== Texte extrait ==

B. DES SOLIDARITÉS FRAGILES

1. Le rôle majeur de la régulation
a) Une gouvernance bicéphale qui a fait la preuve de son efficacité

L'entrée de la presse écrite dans une phase de grave crise économique et les intérêts parfois divergents des acteurs de la filière au regard des réformes, parfois douloureuses, que nécessitait la situation a conduit le législateur, dans le cadre de la loi n° 2011-852 du 20 juillet 2011 relative à la régulation du système de distribution de la presse, à créer, au côté de l'instance de gouvernance professionnelle que représente le CSMP, une Autorité de régulation de la presse (ARDP).

Cette autorité administrative s'est vue chargée de rendre exécutoires les décisions normatives prises par le CSMP et d'arbitrer les différends relatifs au fonctionnement des messageries ou à l'organisation du réseau de distribution en cas d'échec de la procédure de conciliation devant le Conseil supérieur.

Cet attelage, déséquilibré à première vue - l'ARDP ne compte que quatre membres, ne dispose pas de sa propre expertise et est financée par la profession -, a largement contribué à la restructuration de la filière , même si de nombreux blocages, sous la forme de recours contre ses décisions, ont conduit à ralentir la mise en oeuvre des chantiers prévus.

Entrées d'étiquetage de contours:

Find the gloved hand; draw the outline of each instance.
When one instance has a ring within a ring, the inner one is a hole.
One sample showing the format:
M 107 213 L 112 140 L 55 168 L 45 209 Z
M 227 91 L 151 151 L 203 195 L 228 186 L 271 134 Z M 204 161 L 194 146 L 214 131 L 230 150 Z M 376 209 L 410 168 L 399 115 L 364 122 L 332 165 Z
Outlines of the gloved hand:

== Consigne 1 ==
Pouvez-vous recopier, dans le texte sur la régulation de la distribution de la presse, le passage qui va de « Cette autorité administrative » jusqu'à « le Conseil supérieur. » ?
== Consigne 2 ==
Pouvez-vous poursuivre le texte sur la régulation de la distribution de la presse à partir de sa dernière phrase ?
Les lignes ne sont d'aucune utilité ici.

== Résultat final 1 ==
Cette autorité administrative s'est vue chargée de rendre exécutoires les décisions normatives prises par le CSMP et d'arbitrer les différends relatifs au fonctionnement des messageries ou à l'organisation du réseau de distribution en cas d'échec de la procédure de conciliation devant le Conseil supérieur.

== Résultat final 2 ==
Pour tenter de remédier à ce constat, la loi précitée du 17 avril 2015 a renforcé le pouvoir de l'ARDP , en l'installant dans un statut d'autorité administrative indépendante , financée à ce titre par les pouvoirs publics et non plus, ce qui représentait une sérieuse brèche dans le principe d'indépendance, par les éditeurs. À ce titre, 400 000 euros sont, pour la première fois, inscrits au bénéfice de son fonctionnement dans le présent projet de budget. 200 000 euros seront consacrés à la rémunération d'un cabinet d'expertise financière chargé d'accompagner l'ARDP dans sa réforme des barèmes des messageries.

En outre, la loi est venue renforcer son expertise en lui assignant un quatrième membre, désigné par le président de l'Autorité de la concurrence pour ses compétences dans les domaines économique et industriel. Afin d' éviter toute déperdition brutale des compétences à l'issue du mandat du collège, l'Autorité de régulation sera désormais renouvelée par moitié tous les deux ans et le mandat de ses membres pourra être reconduit une fois.

Enfin, l'ARDP a désormais la faculté d'inscrire une question à l'ordre du jour du CSMP, mais également le pouvoir de réformer ses décisions.

b) Des décisions majeures en faveur du caractère coopératif de la distribution

Aux aides publiques s'ajoute une solidarité professionnelle , en application des principes de la loi « Bichet » du 2 avril 1947. À ce titre, le système de régulation bicéphale a permis, depuis son installation, de réelles avancées en encourageant, voire en imposant, les synergies financières et logistiques nécessaires à la survie du réseau coopératif de distribution.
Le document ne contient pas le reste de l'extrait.